Excerpted records:
------------------------------
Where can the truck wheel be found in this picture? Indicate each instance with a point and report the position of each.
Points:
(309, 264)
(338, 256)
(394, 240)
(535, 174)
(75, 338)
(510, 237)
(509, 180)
------------------------------
What is expected: Hand back the listing exactly. Include every line.

The completed task:
Where can the truck wheel be found in this picture? Indicate each instance with a point and report the position of each.
Points:
(309, 264)
(338, 256)
(394, 240)
(535, 174)
(75, 338)
(510, 237)
(509, 180)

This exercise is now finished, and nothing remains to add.